### WORK INSTRUCTIONS
State only how many lines of the records contain the string "clicks", treating case as significant.

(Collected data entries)
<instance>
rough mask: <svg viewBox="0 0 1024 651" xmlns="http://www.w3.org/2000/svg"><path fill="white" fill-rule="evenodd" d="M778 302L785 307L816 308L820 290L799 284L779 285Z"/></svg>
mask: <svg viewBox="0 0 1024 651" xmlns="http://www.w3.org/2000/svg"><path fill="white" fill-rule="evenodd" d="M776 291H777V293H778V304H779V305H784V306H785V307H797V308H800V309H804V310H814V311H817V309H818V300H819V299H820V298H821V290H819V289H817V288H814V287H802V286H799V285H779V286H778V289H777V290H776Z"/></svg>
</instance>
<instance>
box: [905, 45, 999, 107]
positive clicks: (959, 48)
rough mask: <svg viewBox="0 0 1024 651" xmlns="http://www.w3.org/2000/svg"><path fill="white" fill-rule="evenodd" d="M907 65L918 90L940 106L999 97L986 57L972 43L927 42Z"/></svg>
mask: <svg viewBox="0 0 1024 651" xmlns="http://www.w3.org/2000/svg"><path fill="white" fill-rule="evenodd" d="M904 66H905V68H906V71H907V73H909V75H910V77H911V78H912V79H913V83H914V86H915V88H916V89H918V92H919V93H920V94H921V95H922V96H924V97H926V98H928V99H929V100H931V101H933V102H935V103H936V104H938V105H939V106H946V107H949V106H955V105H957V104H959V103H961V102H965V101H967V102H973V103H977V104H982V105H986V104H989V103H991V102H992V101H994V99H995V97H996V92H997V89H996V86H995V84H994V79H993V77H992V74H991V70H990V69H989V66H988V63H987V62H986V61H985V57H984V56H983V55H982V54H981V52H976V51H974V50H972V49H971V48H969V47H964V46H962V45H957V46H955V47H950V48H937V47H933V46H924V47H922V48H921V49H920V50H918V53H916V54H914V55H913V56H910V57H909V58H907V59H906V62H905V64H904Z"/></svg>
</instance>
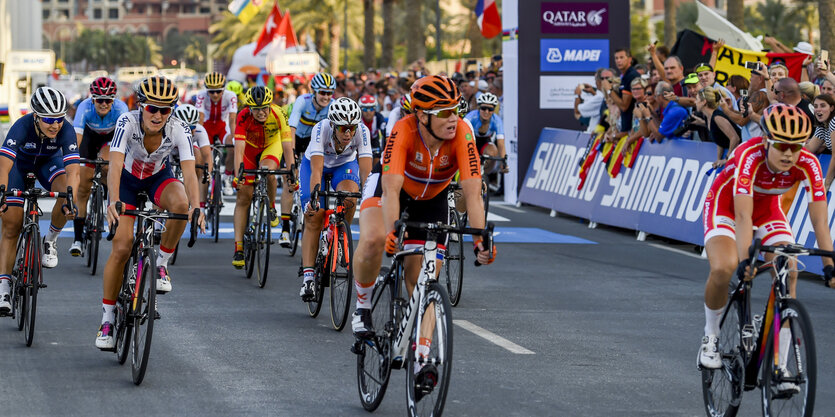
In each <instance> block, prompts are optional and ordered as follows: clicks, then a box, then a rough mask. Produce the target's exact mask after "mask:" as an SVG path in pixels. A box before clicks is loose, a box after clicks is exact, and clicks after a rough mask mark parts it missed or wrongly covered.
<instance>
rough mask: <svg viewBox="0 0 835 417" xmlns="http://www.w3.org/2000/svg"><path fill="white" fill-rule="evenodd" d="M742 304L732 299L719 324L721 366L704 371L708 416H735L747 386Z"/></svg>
mask: <svg viewBox="0 0 835 417" xmlns="http://www.w3.org/2000/svg"><path fill="white" fill-rule="evenodd" d="M741 304H742V300H741V299H740V298H737V297H733V298H731V299H730V301H729V302H728V307H727V308H725V314H724V316H723V317H722V321H721V322H720V324H719V346H718V347H719V352H720V353H721V354H722V367H721V368H719V369H702V395H703V397H704V402H705V411H706V412H707V415H708V417H713V416H722V417H733V416H735V415H736V413H737V411H738V410H739V402H740V400H741V399H742V392H743V385H744V383H745V360H744V358H743V356H742V340H741V338H740V330H741V327H740V322H741V320H740V316H741V314H742V313H741V311H740V305H741Z"/></svg>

### RESULT
2